### Text block
NVIDIA-Genomics-Research / GenomeWorks

SDK for GPU accelerated genome assembly and analysis
https://clara-parabricks.github.io/GenomeWorks/
Apache License 2.0
286 stars 76 forks source link

[pygw] temporary fix for intermittent test bug #474

Closed tijyojwad closed 4 years ago

tijyojwad commented 4 years ago

issue appears to be with how we were handling the cuda aligner tests in python. the cleanup wasn't correct, which was leading to out of order destruction in pytest. using pytest fixture ensures the objects are deleted properly after each test.

temporarily resolves intermittent bug in tests

tijyojwad commented 4 years ago

nvm @ahehn-nv @mimaric , bug not fixed yet. false alarm :)

ahehn-nv commented 4 years ago

Another solution is to make python somehow aware of CudaAlignerBatch's reference to the CudaStream, such that the garbage collection cannot delete the CudaStream before the C++ object behind CudaAlignerBatch.

ahehn-nv commented 4 years ago

Thinking about it again, the approach with the CudaStream C++ object will probably not help (but would be good for consistency nevertheless), since python manages all the lifetime and calls to special functions. It would be surprising if it behaved differently just because it is a wrapped C++ object. So we should find a way to keep a reference to CudaStream until all destructors of CudaAlignerBatch have been called.

### Raw data
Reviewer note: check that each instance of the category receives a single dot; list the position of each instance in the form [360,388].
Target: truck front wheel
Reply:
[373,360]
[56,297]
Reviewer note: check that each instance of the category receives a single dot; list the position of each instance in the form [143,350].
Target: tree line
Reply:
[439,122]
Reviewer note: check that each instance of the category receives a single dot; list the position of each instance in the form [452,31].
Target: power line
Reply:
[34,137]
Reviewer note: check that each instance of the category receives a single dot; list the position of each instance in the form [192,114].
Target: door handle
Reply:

### Exercise requirements
1. Name each user who either comments in the GenomeWorks issue thread or is tagged there with @.
2. From the GenomeWorks issue thread, extract the stretch from "[pygw] temporary fix" through "false alarm :)".
The listing is separate material from the GenomeWorks issue thread.

### List of solutions
1. tijyojwad, ahehn-nv, mimaric

2.
[pygw] temporary fix for intermittent test bug #474

Closed tijyojwad closed 4 years ago

tijyojwad commented 4 years ago

issue appears to be with how we were handling the cuda aligner tests in python. the cleanup wasn't correct, which was leading to out of order destruction in pytest. using pytest fixture ensures the objects are deleted properly after each test.

temporarily resolves intermittent bug in tests

tijyojwad commented 4 years ago

nvm @ahehn-nv @mimaric , bug not fixed yet. false alarm :)